Instructions to follow - Rewrite the lines starting with the line that contains "Mark every instance of the blue" and going on through the last line, requests included. Scale every point coordinate in the answers by 1.7 and round to whole numbers with halves rounded up, but leave the numbers in the requests and their sample points unchanged.

Supplied data -
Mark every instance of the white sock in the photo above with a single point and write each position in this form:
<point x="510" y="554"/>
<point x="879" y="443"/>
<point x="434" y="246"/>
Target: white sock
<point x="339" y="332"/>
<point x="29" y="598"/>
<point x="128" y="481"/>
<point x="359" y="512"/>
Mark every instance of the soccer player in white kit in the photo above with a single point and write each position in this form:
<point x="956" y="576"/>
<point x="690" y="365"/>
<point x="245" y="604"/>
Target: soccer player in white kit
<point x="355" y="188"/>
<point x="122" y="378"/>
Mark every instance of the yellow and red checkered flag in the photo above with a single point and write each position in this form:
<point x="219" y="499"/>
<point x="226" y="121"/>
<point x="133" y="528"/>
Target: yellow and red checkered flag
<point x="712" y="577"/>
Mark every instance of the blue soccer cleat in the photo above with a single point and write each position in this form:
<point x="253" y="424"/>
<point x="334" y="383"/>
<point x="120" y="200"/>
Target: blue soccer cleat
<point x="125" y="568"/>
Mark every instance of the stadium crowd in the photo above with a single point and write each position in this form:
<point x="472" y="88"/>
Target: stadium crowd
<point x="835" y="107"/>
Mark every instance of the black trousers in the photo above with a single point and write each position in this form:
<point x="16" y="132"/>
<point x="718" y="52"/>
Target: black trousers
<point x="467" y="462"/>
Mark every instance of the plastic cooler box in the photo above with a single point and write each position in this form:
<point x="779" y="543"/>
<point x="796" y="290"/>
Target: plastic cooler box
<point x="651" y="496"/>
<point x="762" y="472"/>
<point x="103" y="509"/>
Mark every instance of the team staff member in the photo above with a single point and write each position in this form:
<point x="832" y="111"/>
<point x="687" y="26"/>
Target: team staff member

Task answer -
Mark every instance of the blue soccer cleat in the photo above with a single point and write each position in this form:
<point x="253" y="424"/>
<point x="334" y="383"/>
<point x="120" y="200"/>
Target: blue soccer cleat
<point x="213" y="966"/>
Mark every instance of the stadium crowd in the photo above with a single point and write each position in this form:
<point x="472" y="88"/>
Target: stadium crowd
<point x="1420" y="182"/>
Mark every instance of the black trousers in the photo above with a single point and write each position in this form:
<point x="16" y="132"/>
<point x="718" y="52"/>
Target: black trousers
<point x="794" y="785"/>
Mark every instance of the plastic cooler box in the photo above with a single point and write each position in this form:
<point x="779" y="543"/>
<point x="796" y="290"/>
Target: plastic cooler box
<point x="1107" y="843"/>
<point x="1295" y="802"/>
<point x="175" y="865"/>
Mark every instance of the team staff member in the photo above with a single point and write each position in this form:
<point x="832" y="111"/>
<point x="687" y="26"/>
Target: team staff member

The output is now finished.